=== Task inputs ===
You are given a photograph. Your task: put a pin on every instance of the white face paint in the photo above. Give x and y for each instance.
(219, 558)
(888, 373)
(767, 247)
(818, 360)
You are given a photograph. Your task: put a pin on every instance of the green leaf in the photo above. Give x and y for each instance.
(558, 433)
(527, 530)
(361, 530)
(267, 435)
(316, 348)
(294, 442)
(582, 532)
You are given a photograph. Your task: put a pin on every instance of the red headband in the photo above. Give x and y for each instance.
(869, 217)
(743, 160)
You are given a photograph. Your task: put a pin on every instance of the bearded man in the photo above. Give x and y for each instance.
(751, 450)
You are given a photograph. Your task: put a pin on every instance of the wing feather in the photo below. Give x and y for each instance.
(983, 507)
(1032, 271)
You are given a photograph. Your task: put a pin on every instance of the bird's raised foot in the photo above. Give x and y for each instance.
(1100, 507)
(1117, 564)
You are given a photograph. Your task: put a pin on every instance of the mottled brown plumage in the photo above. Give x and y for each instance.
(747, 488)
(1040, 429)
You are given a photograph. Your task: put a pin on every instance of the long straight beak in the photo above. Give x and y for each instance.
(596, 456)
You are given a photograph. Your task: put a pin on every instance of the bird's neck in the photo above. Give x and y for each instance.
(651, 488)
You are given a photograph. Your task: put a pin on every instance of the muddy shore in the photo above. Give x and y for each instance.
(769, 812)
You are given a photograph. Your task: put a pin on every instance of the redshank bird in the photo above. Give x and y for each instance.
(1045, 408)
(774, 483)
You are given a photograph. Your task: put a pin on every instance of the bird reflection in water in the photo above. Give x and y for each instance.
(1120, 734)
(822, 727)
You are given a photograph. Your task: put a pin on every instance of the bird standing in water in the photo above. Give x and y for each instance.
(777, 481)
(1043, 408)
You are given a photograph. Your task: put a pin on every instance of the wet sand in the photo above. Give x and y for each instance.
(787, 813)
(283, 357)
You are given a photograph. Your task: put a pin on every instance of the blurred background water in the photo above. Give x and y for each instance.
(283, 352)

=== To do ===
Can you copy all of the material above word for word, keeping every line as it is?

=== Answer to the task ===
You are given a photograph. Your task: put a pin on every instance of the white face paint in the photo above. Give x and y for each instance.
(219, 558)
(888, 373)
(767, 247)
(818, 360)
You are given a photograph. Your task: put a pin on every instance of the green leaf in the photo above. Give x and y for each instance.
(558, 433)
(527, 530)
(361, 530)
(267, 435)
(316, 348)
(294, 442)
(582, 532)
You are given a photograph. Your task: put a pin on every instance of the red headband in the photo above. Give x and y for each instance.
(869, 217)
(743, 160)
You are given a photograph. Your task: put a pin on every instance of the bearded man in the photo above. Give x and y for each instance.
(751, 450)
You are given a photograph. Your task: put a pin on every instance of the wing feather in the photo below. Give x and y for each instance.
(983, 507)
(1032, 271)
You are given a photograph. Your task: put a pin on every instance of the bird's raised foot in the photo above. Give x and y for each instance.
(1100, 507)
(1117, 564)
You are given a photograph. Your task: put a pin on every instance of the mottled brown plumage in the photo above. Give x and y for each instance.
(747, 488)
(1040, 429)
You are given a photograph. Your task: put a pin on every instance of the long straight beak in the photo above. Give x and y for each instance.
(596, 456)
You are given a photograph. Your task: put a pin on every instance of the bird's neck in the photo above. Give x and y for each instance.
(651, 488)
You are given a photograph. Your task: put a pin on every instance of the muddy shore in the photo above. Give x and y for each instance.
(769, 812)
You are given a photograph. Your task: put a pin on every instance of the redshank bird in the photo above. Give x and y for each instance.
(1045, 408)
(774, 483)
You are given a photograph. Your task: put a pin on every instance of the bird reflection in water in the photo above. Give x and y for each instance.
(1120, 734)
(822, 727)
You are given a photograph. Your task: put a pin on every instance of the bird standing in water in the photo above. Give x and y for each instance.
(777, 481)
(1043, 408)
You are given a photograph. Your task: put a pin on every instance of the wet sand in the photo above. Give x and y for each instance.
(787, 813)
(283, 357)
You are given a photograph. Your task: put a pin on every instance of the blurred background water in the photo above. Give x and y for each instance.
(283, 352)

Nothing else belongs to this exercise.